Copy the entire listing below line for line, changing nothing.

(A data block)
- - - -

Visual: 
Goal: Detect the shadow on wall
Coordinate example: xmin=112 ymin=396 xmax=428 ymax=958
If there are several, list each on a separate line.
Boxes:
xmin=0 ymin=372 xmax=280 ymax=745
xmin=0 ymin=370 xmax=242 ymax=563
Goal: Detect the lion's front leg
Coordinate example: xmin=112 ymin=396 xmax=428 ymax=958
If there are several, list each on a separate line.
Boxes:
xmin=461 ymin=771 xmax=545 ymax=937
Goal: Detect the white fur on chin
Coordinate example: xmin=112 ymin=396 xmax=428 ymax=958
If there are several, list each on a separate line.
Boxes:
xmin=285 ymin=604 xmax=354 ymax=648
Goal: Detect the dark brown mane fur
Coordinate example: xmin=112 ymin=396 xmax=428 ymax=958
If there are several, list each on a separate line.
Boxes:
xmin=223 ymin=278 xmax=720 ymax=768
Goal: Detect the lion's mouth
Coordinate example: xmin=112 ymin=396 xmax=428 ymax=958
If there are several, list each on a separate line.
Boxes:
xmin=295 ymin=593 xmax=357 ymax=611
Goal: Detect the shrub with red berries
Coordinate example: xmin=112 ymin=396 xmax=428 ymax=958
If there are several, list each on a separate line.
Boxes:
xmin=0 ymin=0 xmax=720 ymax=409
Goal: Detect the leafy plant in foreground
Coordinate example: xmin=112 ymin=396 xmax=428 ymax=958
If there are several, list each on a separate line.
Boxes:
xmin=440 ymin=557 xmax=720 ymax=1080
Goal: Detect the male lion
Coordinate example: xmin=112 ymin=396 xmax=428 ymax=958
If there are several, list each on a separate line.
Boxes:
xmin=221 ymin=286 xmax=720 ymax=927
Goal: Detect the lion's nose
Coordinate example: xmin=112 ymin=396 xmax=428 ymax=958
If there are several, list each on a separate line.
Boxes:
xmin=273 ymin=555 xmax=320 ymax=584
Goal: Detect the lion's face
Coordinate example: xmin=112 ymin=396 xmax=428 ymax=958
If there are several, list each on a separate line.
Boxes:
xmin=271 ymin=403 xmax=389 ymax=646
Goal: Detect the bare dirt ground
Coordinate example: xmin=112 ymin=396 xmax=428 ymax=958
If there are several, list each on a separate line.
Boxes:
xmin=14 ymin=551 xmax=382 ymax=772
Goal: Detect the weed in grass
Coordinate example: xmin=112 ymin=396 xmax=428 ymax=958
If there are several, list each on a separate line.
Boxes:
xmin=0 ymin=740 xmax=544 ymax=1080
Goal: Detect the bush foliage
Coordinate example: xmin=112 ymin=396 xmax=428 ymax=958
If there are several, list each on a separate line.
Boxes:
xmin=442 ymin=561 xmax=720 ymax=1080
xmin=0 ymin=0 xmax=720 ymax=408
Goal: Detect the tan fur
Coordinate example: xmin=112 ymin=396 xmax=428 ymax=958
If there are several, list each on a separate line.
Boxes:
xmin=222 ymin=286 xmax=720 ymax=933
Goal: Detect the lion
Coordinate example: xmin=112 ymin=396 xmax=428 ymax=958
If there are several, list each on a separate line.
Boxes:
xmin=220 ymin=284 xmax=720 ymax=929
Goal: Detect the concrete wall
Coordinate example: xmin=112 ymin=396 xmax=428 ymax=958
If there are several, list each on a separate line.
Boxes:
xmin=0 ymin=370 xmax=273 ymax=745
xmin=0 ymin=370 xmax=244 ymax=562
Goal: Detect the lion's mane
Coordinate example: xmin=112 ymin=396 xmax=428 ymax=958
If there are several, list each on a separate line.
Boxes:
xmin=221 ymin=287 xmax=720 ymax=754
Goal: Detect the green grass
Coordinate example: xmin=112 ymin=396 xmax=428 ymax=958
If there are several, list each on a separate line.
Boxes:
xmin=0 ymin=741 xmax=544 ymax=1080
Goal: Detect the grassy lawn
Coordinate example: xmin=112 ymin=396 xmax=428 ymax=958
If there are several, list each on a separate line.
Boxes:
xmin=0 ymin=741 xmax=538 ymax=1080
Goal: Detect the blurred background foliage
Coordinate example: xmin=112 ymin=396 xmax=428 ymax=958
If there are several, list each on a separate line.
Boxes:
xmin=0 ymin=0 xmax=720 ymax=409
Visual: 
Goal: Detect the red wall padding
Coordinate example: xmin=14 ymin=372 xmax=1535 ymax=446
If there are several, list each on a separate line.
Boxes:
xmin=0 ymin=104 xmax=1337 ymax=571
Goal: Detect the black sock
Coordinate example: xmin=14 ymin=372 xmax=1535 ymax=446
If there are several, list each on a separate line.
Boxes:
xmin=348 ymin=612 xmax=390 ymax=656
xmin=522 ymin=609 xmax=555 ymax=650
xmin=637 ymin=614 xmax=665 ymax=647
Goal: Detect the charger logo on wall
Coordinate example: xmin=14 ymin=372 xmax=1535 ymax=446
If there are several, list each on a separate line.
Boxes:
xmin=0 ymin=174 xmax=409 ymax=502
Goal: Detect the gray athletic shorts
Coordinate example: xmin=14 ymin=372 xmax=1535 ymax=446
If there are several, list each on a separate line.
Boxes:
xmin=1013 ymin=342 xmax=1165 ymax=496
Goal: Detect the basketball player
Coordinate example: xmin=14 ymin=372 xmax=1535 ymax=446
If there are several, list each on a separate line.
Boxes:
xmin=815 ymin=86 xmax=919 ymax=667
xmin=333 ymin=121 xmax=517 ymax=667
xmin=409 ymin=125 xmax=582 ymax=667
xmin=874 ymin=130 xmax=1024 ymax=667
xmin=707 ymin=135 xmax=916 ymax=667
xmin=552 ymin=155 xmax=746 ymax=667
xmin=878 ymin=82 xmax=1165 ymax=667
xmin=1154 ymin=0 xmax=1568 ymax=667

- - - -

> COMPLETE ANSWER:
Visual: 
Goal: Detect the shadow on wall
Coordinate example: xmin=112 ymin=396 xmax=428 ymax=958
If there are several, list each on a separate line.
Boxes:
xmin=0 ymin=372 xmax=280 ymax=745
xmin=0 ymin=370 xmax=242 ymax=563
Goal: Detect the lion's front leg
Coordinate example: xmin=112 ymin=396 xmax=428 ymax=958
If there are several, list each on a separate line.
Boxes:
xmin=461 ymin=771 xmax=545 ymax=937
Goal: Detect the white fur on chin
Coordinate example: xmin=112 ymin=396 xmax=428 ymax=958
If there are several, list each on a separate line.
Boxes:
xmin=285 ymin=604 xmax=354 ymax=648
Goal: Detect the dark brown mane fur
Coordinate example: xmin=112 ymin=396 xmax=428 ymax=958
If there are several, list each on a separate line.
Boxes:
xmin=223 ymin=278 xmax=720 ymax=768
Goal: Detect the lion's mouth
Coordinate example: xmin=112 ymin=396 xmax=428 ymax=958
If there are several, list each on a separate line.
Boxes:
xmin=295 ymin=593 xmax=357 ymax=611
Goal: Detect the shrub with red berries
Coordinate example: xmin=112 ymin=396 xmax=428 ymax=958
If there are several, list each on a separate line.
Boxes:
xmin=0 ymin=0 xmax=720 ymax=409
Goal: Detect the leafy plant in foreground
Coordinate example: xmin=112 ymin=396 xmax=428 ymax=958
If there are several, list each on a separate line.
Boxes:
xmin=440 ymin=557 xmax=720 ymax=1080
Goal: Detect the male lion
Coordinate example: xmin=112 ymin=396 xmax=428 ymax=958
If there are several, list each on a separate line.
Boxes:
xmin=221 ymin=286 xmax=720 ymax=927
Goal: Detect the lion's nose
Coordinate example: xmin=112 ymin=396 xmax=428 ymax=958
If there are several, list each on a separate line.
Boxes:
xmin=273 ymin=555 xmax=320 ymax=584
Goal: Detect the lion's face
Coordinate example: xmin=112 ymin=396 xmax=428 ymax=958
If there are several, list each on a separate line.
Boxes:
xmin=271 ymin=403 xmax=389 ymax=646
Goal: Detect the bare dirt ground
Coordinate example: xmin=112 ymin=396 xmax=428 ymax=958
If there are several, list each on a separate line.
Boxes:
xmin=14 ymin=551 xmax=382 ymax=772
Goal: Detect the weed in grass
Coordinate example: xmin=112 ymin=396 xmax=428 ymax=958
If there are several, list each on a separate line.
Boxes:
xmin=0 ymin=740 xmax=544 ymax=1080
Goal: Detect the bush foliage
Coordinate example: xmin=112 ymin=396 xmax=428 ymax=958
If there are several, list each on a separate line.
Boxes:
xmin=442 ymin=561 xmax=720 ymax=1080
xmin=0 ymin=0 xmax=720 ymax=408
Goal: Detect the tan fur
Coordinate example: xmin=112 ymin=396 xmax=428 ymax=958
If there are several, list each on a separate line.
Boxes:
xmin=222 ymin=286 xmax=720 ymax=933
Goal: Detect the lion
Coordinate example: xmin=112 ymin=396 xmax=428 ymax=958
If there are several, list each on a separate line.
Boxes:
xmin=220 ymin=284 xmax=720 ymax=929
Goal: Detect the concrete wall
Coordinate example: xmin=112 ymin=396 xmax=428 ymax=958
If there are several, list each on a separate line.
Boxes:
xmin=0 ymin=370 xmax=273 ymax=745
xmin=0 ymin=370 xmax=244 ymax=562
Goal: Detect the lion's mane
Coordinate example: xmin=112 ymin=396 xmax=428 ymax=958
If there are several, list each on a separate line.
Boxes:
xmin=221 ymin=287 xmax=720 ymax=754
Goal: Detect the green grass
Coordinate example: xmin=112 ymin=396 xmax=428 ymax=958
If there are several, list each on a separate line.
Boxes:
xmin=0 ymin=741 xmax=544 ymax=1080
Goal: Detect the grassy lawn
Coordinate example: xmin=112 ymin=396 xmax=428 ymax=958
If there are several, list each on a separate line.
Boxes:
xmin=0 ymin=741 xmax=538 ymax=1080
Goal: Detect the blurred background foliage
Coordinate example: xmin=112 ymin=396 xmax=428 ymax=958
If there are several, list each on a separate line.
Boxes:
xmin=0 ymin=0 xmax=720 ymax=409
Visual: 
Goal: Detect the red wall padding
Coordinate example: xmin=14 ymin=372 xmax=1535 ymax=446
If there are several, list each on a separate line.
Boxes:
xmin=0 ymin=104 xmax=1337 ymax=571
Goal: Detect the black sock
Coordinate example: xmin=14 ymin=372 xmax=1535 ymax=446
If there are several, list each on a separate line.
Boxes:
xmin=348 ymin=612 xmax=390 ymax=656
xmin=522 ymin=609 xmax=555 ymax=650
xmin=637 ymin=614 xmax=665 ymax=647
Goal: Detect the charger logo on wall
Coordinate example: xmin=14 ymin=372 xmax=1535 ymax=446
If there are several, list each on a separate line.
Boxes:
xmin=0 ymin=174 xmax=409 ymax=502
Goal: Detect the gray athletic shorts
Coordinate example: xmin=14 ymin=372 xmax=1535 ymax=446
If there are several, list each on a separate line.
Boxes:
xmin=1013 ymin=342 xmax=1165 ymax=496
Goal: Detect the basketball player
Coordinate example: xmin=14 ymin=372 xmax=1535 ymax=446
If there are several, list each on a separate line.
Boxes:
xmin=815 ymin=86 xmax=919 ymax=667
xmin=333 ymin=121 xmax=517 ymax=667
xmin=409 ymin=125 xmax=582 ymax=667
xmin=874 ymin=130 xmax=1024 ymax=667
xmin=707 ymin=135 xmax=916 ymax=667
xmin=552 ymin=155 xmax=746 ymax=667
xmin=878 ymin=82 xmax=1165 ymax=667
xmin=1154 ymin=0 xmax=1568 ymax=667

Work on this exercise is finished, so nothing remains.